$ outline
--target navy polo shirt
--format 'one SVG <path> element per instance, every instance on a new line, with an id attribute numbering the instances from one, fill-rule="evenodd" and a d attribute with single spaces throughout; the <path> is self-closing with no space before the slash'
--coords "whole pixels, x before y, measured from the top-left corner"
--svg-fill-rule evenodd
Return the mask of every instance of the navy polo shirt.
---
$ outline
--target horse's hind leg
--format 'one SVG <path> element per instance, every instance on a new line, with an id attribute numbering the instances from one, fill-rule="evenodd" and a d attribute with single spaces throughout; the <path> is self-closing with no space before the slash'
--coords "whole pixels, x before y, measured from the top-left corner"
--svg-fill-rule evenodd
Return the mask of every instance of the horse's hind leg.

* [About this exercise]: Lines in the entries above that hold "polo" should be counted; give only that count.

* [Output of the task]: 2